Written problem: Reproduce word for word the stretch of the records below from the line containing "Where can the flower head" through the line containing "point(1189, 74)", including both of those lines.

Coordinate annotation records:
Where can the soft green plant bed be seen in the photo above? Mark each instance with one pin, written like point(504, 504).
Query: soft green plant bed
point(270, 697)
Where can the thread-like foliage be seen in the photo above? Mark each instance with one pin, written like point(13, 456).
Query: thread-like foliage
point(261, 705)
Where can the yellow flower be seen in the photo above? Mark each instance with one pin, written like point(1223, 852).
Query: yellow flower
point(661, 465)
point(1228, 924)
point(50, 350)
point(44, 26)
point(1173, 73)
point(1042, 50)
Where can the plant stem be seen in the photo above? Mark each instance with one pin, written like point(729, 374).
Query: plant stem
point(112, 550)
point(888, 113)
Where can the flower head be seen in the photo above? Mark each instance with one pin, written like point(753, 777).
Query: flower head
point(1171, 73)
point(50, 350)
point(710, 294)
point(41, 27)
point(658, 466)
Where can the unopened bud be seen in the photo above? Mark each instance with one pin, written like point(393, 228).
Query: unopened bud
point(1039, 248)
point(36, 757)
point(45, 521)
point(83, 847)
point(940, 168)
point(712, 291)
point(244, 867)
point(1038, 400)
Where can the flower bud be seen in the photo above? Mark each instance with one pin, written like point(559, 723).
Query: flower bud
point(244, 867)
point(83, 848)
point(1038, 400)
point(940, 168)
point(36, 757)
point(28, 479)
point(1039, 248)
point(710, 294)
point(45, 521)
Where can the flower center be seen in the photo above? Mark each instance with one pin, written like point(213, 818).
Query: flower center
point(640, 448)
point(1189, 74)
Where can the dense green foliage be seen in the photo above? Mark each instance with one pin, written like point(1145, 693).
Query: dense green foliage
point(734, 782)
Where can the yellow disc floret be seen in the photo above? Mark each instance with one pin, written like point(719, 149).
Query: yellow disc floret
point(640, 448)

Solution to the exercise:
Where can the flower head be seen in the photo above? Mark each instance with one pin, written like point(753, 777).
Query: flower head
point(1171, 73)
point(50, 350)
point(710, 294)
point(41, 27)
point(658, 466)
Where can the unopened bud be seen in the photo above? Mark each instance with one pin, written like point(393, 228).
Query: unopened bud
point(1039, 248)
point(36, 757)
point(45, 521)
point(83, 847)
point(940, 168)
point(712, 291)
point(244, 867)
point(1038, 400)
Where can the flower bud be seen in the photo above? Mark each instance with one pin, written like point(559, 723).
Query: flower bud
point(244, 867)
point(83, 848)
point(1038, 400)
point(940, 168)
point(36, 757)
point(28, 479)
point(1039, 248)
point(710, 294)
point(45, 521)
Where can the flower center be seen in the photo above? Mark each instance with one pin, written like point(213, 818).
Query: flower center
point(640, 448)
point(1189, 74)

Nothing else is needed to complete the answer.